**Brano citato:**
______

L’opera (sul sito www.jr-art.net foto e fasi dei lavori), critica neppure velata al presidente Trump e alle sue politiche antimigratorie, è spuntata sotto gli occhi indifferenti e benevoli delle guardie di confine nei giorni in cui alla Casa Bianca si decideva d’abolire il Daca, le misure a protezione sociale dei figli degli immigrati illegali. L’artefice non è nuovo a questo genere di azioni di guerrilla art, a opere e performance di forte impatto sociale, come molti altri artisti di strada e writer. A partire dal più noto, Banksy, che alle opere murarie ha dedicato anni di fatiche e un libro di tendenza, Wall and piece.

Ribattezzato a suo disdoro il Banksy francese, Jr è un arabo figlio d’immigrati di seconda generazione, nato nell’‘83 dalla parte sbagliata della banlieu parigina. Uno scappato di casa fino a una decina d’anni fa, quando la street art – la forma più alta e attuale d’arte contemporanea, se vogliano – non era di moda e gli artisti erano vandali. Le loro opere irrise e cassate, non rimosse con scalpelli e piedi di porco per essere vendute a gallerie specializzate, battute a caro prezzo a qualche asta. Poi la macchina fotografica e il fotocollage gli hanno fatto vincere il world press photo per l’arte e l’intrattenimento, rendendolo punta di diamante del pattuglione d’artisti che coniugano arte e impegno. Un paladino della denuncia sociale di strada che, dalle pasquinate in poi, irride i potenti e ha in Trump un bersaglio facile.

______

**Dati forniti:**

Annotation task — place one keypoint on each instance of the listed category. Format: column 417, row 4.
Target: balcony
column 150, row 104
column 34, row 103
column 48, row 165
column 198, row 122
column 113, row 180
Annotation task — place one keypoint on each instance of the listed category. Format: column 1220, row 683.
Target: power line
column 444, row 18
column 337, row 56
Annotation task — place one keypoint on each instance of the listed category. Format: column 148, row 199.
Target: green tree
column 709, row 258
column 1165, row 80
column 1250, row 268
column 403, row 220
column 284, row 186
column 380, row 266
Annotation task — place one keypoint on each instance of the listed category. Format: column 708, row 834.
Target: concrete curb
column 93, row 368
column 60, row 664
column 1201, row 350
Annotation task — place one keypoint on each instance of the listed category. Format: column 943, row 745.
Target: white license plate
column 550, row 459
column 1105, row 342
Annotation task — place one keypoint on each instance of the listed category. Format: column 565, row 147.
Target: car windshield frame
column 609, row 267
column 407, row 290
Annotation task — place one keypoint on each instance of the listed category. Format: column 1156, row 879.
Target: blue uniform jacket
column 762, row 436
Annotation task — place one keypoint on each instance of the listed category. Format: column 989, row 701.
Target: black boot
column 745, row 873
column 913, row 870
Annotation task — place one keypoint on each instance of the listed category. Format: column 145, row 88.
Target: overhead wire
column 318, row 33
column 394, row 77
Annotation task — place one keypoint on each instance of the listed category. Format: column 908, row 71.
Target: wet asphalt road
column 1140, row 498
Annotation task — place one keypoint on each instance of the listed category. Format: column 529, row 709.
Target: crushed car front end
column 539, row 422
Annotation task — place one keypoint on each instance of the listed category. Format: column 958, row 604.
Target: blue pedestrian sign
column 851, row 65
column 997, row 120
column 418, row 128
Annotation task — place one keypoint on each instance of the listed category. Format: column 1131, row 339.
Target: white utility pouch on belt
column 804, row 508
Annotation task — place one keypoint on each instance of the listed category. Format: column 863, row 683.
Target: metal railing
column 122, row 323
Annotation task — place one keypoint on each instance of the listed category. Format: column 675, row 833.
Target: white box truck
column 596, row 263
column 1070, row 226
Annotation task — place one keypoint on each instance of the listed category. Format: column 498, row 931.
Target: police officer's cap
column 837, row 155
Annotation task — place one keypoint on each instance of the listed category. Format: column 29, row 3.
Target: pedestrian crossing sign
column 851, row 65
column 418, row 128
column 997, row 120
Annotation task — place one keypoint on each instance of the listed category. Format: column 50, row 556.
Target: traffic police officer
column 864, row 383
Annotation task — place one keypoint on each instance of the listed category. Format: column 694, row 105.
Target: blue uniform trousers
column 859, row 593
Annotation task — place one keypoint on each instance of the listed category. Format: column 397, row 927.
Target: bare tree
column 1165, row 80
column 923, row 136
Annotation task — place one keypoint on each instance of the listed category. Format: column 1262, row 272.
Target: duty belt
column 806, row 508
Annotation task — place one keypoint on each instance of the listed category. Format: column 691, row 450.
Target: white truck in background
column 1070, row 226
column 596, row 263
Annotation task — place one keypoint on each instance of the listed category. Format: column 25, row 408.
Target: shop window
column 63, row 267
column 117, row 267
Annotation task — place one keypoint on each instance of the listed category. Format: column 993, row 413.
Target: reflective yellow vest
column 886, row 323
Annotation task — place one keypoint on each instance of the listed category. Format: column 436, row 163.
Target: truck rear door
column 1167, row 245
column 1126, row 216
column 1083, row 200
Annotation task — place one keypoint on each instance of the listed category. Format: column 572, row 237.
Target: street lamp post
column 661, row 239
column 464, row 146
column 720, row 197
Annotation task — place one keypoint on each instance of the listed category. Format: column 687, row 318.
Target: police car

______

**Consegna:** Riscrivi il brano su Jr partendo da «L’opera (sul sito» e terminando con «Wall and piece.», e al posto di «guardie di confine» metti «agenti di frontiera».

**Soluzione:**
L’opera (sul sito www.jr-art.net foto e fasi dei lavori), critica neppure velata al presidente Trump e alle sue politiche antimigratorie, è spuntata sotto gli occhi indifferenti e benevoli delle agenti di frontiera nei giorni in cui alla Casa Bianca si decideva d’abolire il Daca, le misure a protezione sociale dei figli degli immigrati illegali. L’artefice non è nuovo a questo genere di azioni di guerrilla art, a opere e performance di forte impatto sociale, come molti altri artisti di strada e writer. A partire dal più noto, Banksy, che alle opere murarie ha dedicato anni di fatiche e un libro di tendenza, Wall and piece.